▸ **GOAL OF THE EXERCISE**
Copy the data below line for line, changing nothing.

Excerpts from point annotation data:

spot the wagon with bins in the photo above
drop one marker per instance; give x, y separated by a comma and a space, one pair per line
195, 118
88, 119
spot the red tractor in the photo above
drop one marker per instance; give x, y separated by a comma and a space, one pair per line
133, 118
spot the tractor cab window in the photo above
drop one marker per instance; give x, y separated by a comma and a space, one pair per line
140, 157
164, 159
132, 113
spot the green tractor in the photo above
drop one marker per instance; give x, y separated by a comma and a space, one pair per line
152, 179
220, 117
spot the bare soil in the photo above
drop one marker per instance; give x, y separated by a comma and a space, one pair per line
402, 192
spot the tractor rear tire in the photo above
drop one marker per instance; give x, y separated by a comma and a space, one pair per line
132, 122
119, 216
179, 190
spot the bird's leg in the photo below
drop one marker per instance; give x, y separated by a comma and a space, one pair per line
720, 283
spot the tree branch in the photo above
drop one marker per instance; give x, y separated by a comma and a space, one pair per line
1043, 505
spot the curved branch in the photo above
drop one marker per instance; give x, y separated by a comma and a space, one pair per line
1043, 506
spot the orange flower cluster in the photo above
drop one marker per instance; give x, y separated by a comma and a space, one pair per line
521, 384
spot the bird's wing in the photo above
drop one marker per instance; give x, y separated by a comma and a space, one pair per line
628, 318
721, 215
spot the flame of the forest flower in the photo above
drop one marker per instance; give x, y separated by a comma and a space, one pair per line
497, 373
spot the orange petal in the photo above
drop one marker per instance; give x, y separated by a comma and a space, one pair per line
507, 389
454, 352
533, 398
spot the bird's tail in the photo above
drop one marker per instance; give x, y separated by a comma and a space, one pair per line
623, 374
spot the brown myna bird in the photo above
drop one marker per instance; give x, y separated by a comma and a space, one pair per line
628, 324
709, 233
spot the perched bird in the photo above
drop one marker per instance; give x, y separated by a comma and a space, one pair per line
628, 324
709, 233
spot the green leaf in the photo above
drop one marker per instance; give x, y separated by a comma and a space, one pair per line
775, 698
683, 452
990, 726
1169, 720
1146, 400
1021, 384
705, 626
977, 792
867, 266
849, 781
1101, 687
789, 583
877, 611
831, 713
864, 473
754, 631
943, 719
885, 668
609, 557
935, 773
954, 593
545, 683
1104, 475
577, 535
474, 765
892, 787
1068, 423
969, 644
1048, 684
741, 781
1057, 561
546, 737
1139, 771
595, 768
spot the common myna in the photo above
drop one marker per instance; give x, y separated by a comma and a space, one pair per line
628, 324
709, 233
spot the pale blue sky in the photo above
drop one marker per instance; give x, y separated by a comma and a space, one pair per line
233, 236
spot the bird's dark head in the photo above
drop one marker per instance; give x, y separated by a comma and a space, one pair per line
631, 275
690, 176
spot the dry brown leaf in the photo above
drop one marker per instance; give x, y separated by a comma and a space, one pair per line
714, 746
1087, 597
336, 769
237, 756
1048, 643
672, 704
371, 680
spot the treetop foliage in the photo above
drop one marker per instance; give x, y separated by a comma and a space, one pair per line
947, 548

▸ **WRITTEN ANSWER**
spot the wagon with bins in the photo above
drop one marker per instance; give x, y separated by a comma and a space, one pair per line
195, 118
88, 119
spot the red tractor in the photo above
drop one marker per instance; give x, y separated by a comma and a space, one pair per line
133, 118
spot the tractor cab window in the photo above
drop one marker per instance; give x, y separated by a comma and a space, one pair per line
140, 157
164, 159
132, 113
spot the green tractor in the photo above
drop one marker per instance; give x, y separated by a comma and a space, one pair per line
152, 179
220, 117
spot the bare soil in the photo above
drop one marker per instance; give x, y separated by a comma and a space, one pair per line
402, 192
spot the tractor rear tire in the photo above
drop one marker per instance; give x, y separated by a comma and a space, one pair per line
132, 122
119, 216
179, 190
spot the bird's leg in the photo below
drop one marker per instance; give x, y separated by a comma and a space, one pair per line
720, 283
spot the tree branch in the photo above
drop one marker per instance; give x, y separated by a comma and a space, one pair per line
1043, 505
spot the curved branch in the photo above
drop one marker per instance; give x, y separated by a comma and a space, one pair per line
1043, 506
spot the orange flower cluster in the photo above
drop one marker per instance; give x, y separated by a comma and a space, one pair per line
521, 384
spot the bird's wing in the photo above
drop one marker per instance; give x, y separated by a comma and a space, one pair per line
628, 318
721, 215
spot the flame of the forest flower in the photo above
drop one marker per instance; give x, y separated by a comma and a space, one pair per line
497, 373
spot the orange petal in the photo above
drop one marker per instance; give x, y separated by a comma and a space, one pair per line
507, 389
454, 352
533, 398
spot the bird's tail in the photo above
drop one marker per instance; give x, y separated by a comma and a space, one pair per line
623, 374
spot the brown myna bird in the photo above
drop one marker per instance; give x, y separated by a comma and a space, one pair per line
628, 324
709, 233
spot the perched bird in the photo above
drop one marker per instance; give x, y separated by a comma and a space, one pair per line
628, 324
709, 233
spot the green leaf in the photo above
drop one marker per instance; give x, y separated by a comma and a space, one pair per line
775, 698
683, 452
990, 726
1169, 720
1146, 400
1021, 384
705, 626
977, 792
867, 266
849, 781
1101, 687
789, 583
877, 611
831, 713
864, 473
754, 631
943, 719
885, 668
609, 557
935, 773
954, 593
545, 683
1104, 475
577, 535
474, 765
892, 787
1068, 423
969, 644
1048, 684
741, 781
1057, 561
546, 737
1139, 771
595, 768
spot the common myna in the photo above
drop one marker per instance; give x, y separated by a comma and a space, one pair per line
628, 324
709, 233
spot the pale blue sky in the photo above
drop one marker per instance; give x, y separated by a comma and a space, one pair per line
233, 236
spot the bird's dark head in the photo above
drop one marker per instance; give x, y separated by a comma and a space, one pair per line
631, 275
690, 176
spot the dry brown leaf in the photo above
drop one marker per instance; give x, y separated by a comma and a space, one pair per line
714, 746
1087, 597
336, 769
237, 756
1048, 643
672, 704
371, 680
spot the treetop foliage in the photo above
drop one marker per instance; give x, y separated by a comma and a space, one pair per line
947, 548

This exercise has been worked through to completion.